CONSIGNE -
Traduisez en anglais cette phrase du texte sur le Grand Paris : « Il faut toujours rester vigilant face aux saccages. »

Le Grand Paris en un souvenir ?

Avant Paris, il y a le trajet pour y aller, Albi-Paris, le train de nuit, les couchettes, l’excitation du premier voyage, quand on a 18 ans, que l’on a grandi dans un élevage laitier et que l’on aspire à travailler dans l’art. Mon premier souvenir, c’est l’arrivée à Austerlitz, le pont menant à la gare de Lyon et, enfin, la gare de Lyon. Par la suite, j’ai découvert d’autres lieux, d’autres recoins au bord du canal de l’Ourcq et du canal Saint-Martin, surprenants par cette présence de l’eau qui irrigue Paris, qu’elle soit visible ou invisible. Ce sont des moments de paysage urbain hétéroclites que j’apprécie, avec des lumières, des reflets et, bien sûr, des arbres même si je vous avoue que je cherche toujours un peu les arbres dans le Grand Paris…

Un jardin secret ?

Sans hésiter, la pépinière de Vive les Groues, un lieu qui me touche beaucoup, au pied des tours de La Défense. C’est un endroit à part dans le Grand Paris mais, en même temps, très accessible puisqu’il suffit de prendre le RER pour y arriver. Juste à côté, il y a une gare en cours de construction, la gare Eole (ndlr : la gare de Nanterre-La Folie, qui doit assurer le prolongement du RER E jusqu’à Mantes-La-Jolie, à l’horizon 2024). C’est un paysage urbain en pleine métamorphose, une bête urbaine qui gronde, avec nous au milieu qui, depuis 2017, y brassons la terre, y plantons des arbres pour essayer d’y créer un habitat plus organique, plus végétal et, ce faisant, y posons d’autres questions, celles de la qualité de l’air et du sol.

Un coup de gueule ?

Les trajectoires, les projets d’infrastructures absurdes. Il faut toujours rester vigilant face aux saccages. Les appels d’offres que je vois passer dans le cadre des Jeux olympiques de Paris 2024 me semblent effrayants par bien des aspects. Malgré leur prétention à faire dans le réversible et l’écologique, la rapidité des travaux amène nécessairement à faire les choses dans le désordre, en ne prenant pas en considération la maitrise d’usage. Je souhaiterais que l’on puisse discuter différemment pour accueillir au mieux ces visiteurs venus du monde entier, sans oublier les habitants, humains et non humains, qui peuplent ces territoires. Garder l’idée de l’hospitalité donc, mais sans forcément passer par la violence d’infrastructures grandiloquentes dépourvues de sens.

Un coup de cœur ?

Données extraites
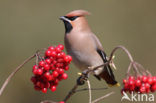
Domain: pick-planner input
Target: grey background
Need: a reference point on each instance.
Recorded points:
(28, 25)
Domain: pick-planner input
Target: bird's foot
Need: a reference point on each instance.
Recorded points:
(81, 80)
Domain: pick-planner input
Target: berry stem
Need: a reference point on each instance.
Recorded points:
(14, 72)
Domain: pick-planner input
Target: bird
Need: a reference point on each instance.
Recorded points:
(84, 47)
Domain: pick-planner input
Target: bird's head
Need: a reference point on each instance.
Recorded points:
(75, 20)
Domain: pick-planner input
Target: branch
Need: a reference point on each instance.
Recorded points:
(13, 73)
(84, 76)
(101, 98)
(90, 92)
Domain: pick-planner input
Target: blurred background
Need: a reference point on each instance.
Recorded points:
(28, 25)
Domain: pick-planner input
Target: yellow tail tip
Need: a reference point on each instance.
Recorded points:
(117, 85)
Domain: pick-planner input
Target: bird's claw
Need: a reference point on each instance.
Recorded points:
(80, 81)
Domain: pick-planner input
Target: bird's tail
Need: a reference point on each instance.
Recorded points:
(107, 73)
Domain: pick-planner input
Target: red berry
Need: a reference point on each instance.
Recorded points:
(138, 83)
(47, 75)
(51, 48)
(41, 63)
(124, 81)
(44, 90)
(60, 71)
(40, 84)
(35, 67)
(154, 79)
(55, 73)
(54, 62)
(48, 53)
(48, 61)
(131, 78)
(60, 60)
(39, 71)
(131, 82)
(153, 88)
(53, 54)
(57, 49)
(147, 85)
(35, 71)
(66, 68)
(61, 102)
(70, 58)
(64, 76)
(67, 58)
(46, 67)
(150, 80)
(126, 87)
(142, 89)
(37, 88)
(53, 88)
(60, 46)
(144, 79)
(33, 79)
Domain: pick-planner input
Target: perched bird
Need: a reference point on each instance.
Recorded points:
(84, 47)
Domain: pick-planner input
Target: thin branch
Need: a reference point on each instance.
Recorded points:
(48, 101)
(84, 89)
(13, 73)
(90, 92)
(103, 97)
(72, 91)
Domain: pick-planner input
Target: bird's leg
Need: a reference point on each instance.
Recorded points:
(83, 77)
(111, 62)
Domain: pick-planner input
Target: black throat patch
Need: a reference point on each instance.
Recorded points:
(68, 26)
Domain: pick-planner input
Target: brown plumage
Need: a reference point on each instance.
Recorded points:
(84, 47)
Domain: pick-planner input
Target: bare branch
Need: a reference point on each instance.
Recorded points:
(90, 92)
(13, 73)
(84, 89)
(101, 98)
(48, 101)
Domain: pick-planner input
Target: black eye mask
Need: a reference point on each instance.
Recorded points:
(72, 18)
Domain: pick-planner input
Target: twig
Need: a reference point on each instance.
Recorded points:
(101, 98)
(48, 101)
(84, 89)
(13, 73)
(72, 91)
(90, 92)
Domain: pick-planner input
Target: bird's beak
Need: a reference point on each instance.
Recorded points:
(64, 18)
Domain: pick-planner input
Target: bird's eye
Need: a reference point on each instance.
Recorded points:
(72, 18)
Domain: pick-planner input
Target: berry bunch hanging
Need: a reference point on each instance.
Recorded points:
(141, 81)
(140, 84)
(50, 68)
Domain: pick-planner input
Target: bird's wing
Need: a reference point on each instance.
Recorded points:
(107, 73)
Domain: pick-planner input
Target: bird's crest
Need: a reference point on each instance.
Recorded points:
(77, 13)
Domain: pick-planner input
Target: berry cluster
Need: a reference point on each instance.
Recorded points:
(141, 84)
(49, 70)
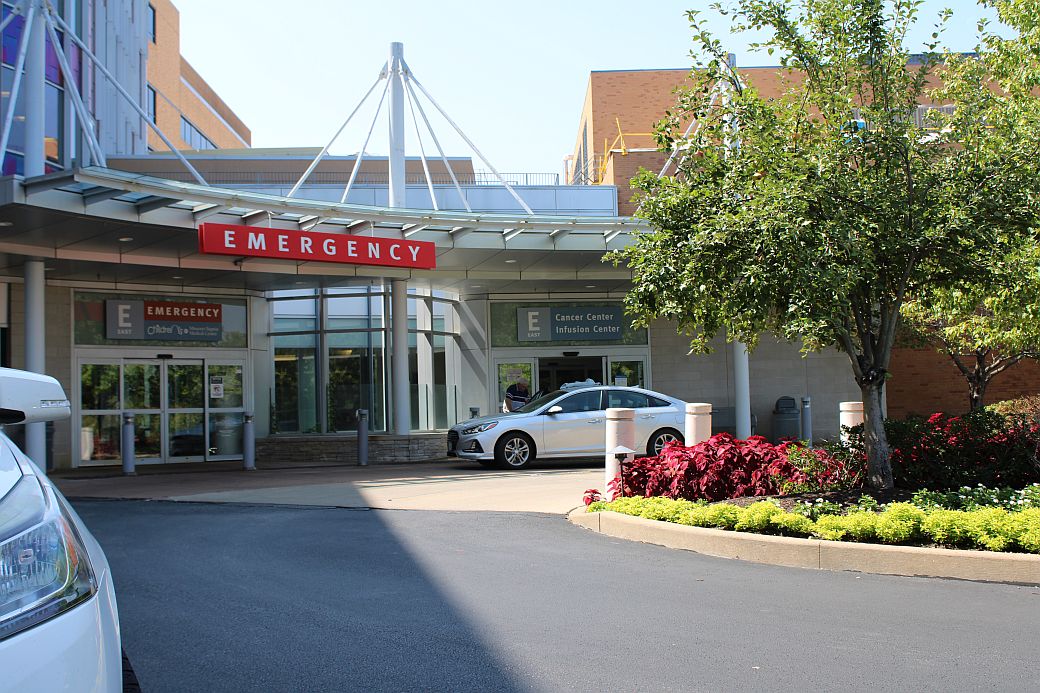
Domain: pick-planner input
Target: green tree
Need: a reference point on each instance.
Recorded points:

RÉPONSE ATTENDUE -
We must always stay vigilant in the face of destruction.